Assignment: Among the entries that follow, find the lines holding "below" and say how many there are, with no other words.
☆ ☆ ☆ ☆ ☆ ☆ ☆
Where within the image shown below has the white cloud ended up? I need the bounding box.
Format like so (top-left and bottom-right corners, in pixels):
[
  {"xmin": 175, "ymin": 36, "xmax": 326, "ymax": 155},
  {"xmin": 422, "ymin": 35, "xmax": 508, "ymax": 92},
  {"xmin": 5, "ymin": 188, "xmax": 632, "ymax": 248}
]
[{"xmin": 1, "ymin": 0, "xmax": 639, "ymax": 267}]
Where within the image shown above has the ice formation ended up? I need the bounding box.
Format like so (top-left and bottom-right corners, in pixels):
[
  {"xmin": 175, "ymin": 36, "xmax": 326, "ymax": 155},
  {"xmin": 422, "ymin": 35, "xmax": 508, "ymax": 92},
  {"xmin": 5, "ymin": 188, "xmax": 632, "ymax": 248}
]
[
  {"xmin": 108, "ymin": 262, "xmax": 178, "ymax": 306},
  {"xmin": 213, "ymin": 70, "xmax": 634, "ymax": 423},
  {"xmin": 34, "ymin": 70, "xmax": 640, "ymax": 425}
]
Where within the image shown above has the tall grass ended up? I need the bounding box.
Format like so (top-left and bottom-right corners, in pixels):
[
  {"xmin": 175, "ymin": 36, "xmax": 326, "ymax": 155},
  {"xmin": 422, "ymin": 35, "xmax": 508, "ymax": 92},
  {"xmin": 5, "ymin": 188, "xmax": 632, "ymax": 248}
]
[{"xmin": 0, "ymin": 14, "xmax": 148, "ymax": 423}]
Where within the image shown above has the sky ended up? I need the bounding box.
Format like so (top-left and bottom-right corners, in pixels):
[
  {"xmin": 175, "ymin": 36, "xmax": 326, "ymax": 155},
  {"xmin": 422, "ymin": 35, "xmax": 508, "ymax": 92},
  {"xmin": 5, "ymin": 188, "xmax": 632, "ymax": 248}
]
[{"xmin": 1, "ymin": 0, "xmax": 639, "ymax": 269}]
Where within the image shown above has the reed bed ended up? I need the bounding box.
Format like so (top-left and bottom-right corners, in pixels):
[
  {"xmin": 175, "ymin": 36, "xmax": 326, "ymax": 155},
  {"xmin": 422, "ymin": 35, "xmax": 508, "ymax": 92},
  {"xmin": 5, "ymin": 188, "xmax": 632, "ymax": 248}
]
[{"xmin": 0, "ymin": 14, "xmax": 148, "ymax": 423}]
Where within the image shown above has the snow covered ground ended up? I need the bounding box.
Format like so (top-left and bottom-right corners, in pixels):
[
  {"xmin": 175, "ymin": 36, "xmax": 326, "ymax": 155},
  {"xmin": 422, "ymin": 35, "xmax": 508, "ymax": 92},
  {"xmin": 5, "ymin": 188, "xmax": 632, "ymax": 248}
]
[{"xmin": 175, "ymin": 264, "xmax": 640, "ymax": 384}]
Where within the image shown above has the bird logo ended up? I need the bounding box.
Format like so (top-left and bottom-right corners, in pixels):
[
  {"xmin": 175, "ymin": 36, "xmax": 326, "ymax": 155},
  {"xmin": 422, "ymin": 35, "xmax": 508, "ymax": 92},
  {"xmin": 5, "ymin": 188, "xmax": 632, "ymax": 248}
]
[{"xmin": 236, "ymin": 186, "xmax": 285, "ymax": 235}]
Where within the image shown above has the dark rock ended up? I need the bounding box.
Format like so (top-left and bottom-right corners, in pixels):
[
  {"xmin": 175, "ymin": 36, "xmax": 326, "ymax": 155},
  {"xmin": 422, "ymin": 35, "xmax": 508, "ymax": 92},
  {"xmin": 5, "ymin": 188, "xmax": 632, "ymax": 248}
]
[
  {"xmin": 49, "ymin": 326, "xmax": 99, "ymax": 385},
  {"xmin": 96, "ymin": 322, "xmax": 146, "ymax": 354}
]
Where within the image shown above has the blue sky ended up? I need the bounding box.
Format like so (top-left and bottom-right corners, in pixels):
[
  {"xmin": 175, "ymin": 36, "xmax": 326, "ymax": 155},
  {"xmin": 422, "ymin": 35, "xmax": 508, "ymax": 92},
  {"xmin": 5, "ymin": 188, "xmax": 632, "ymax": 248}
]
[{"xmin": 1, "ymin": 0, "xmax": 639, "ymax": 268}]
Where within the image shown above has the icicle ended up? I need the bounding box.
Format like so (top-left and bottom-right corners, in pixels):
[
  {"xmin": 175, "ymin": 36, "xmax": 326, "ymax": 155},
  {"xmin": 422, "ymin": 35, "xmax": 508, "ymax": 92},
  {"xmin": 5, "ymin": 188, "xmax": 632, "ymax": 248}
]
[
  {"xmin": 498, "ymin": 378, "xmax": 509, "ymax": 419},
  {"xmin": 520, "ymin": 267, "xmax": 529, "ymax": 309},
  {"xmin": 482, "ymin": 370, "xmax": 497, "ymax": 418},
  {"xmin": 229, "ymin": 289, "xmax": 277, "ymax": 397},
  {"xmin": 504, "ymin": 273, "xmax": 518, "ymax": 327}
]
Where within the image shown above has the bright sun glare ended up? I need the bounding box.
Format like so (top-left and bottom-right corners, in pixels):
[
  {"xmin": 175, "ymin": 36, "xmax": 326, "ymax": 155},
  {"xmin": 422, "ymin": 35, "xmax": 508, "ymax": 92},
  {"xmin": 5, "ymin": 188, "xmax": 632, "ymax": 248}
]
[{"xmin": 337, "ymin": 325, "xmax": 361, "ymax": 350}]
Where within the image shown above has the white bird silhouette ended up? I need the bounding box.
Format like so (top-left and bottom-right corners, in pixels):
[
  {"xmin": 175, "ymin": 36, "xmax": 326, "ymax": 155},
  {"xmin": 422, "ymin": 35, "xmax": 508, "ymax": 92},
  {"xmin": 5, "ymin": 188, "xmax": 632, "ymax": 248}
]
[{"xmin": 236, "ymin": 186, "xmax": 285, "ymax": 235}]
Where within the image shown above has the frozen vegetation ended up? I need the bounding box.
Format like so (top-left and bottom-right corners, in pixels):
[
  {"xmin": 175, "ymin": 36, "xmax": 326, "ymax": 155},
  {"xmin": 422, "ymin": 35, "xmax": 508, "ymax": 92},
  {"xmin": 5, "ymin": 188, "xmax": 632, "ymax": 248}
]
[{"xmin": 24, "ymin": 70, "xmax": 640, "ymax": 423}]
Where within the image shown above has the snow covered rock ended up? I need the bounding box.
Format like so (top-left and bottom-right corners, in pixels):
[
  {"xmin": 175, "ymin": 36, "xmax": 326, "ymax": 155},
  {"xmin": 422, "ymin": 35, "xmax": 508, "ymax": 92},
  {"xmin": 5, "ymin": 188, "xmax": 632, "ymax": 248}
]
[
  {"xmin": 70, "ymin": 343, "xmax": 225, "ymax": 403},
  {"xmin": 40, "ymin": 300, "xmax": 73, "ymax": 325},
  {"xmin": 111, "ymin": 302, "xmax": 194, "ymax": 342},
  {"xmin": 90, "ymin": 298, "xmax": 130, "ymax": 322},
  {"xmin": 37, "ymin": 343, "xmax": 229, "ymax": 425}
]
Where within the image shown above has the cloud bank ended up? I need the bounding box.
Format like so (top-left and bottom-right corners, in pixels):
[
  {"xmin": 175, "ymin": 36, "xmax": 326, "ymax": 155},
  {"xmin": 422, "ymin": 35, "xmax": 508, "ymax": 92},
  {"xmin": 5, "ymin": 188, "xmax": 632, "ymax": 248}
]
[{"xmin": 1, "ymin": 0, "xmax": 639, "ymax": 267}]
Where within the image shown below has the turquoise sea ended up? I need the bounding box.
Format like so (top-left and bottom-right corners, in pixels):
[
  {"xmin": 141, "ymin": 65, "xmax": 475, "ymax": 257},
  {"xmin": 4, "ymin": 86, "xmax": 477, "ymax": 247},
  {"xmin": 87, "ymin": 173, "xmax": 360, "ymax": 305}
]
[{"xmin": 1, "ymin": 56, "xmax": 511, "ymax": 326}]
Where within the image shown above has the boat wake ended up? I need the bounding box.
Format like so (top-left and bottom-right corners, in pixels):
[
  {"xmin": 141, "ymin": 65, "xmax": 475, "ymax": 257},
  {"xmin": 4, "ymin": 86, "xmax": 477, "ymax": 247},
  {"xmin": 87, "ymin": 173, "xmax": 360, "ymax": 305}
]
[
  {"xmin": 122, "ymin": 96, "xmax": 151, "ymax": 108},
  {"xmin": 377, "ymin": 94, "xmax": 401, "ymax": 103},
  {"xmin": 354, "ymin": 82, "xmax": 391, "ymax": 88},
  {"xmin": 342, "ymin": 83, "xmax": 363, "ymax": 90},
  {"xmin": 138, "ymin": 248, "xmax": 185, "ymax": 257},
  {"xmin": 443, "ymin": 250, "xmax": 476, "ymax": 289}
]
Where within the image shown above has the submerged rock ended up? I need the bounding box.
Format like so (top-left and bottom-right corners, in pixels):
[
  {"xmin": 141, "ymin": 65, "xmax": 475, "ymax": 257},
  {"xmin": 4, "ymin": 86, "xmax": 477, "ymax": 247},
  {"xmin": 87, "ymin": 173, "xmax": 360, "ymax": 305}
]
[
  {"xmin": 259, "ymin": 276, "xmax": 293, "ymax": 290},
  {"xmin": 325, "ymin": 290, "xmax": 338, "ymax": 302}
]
☆ ☆ ☆ ☆ ☆ ☆ ☆
Response to the exercise: 2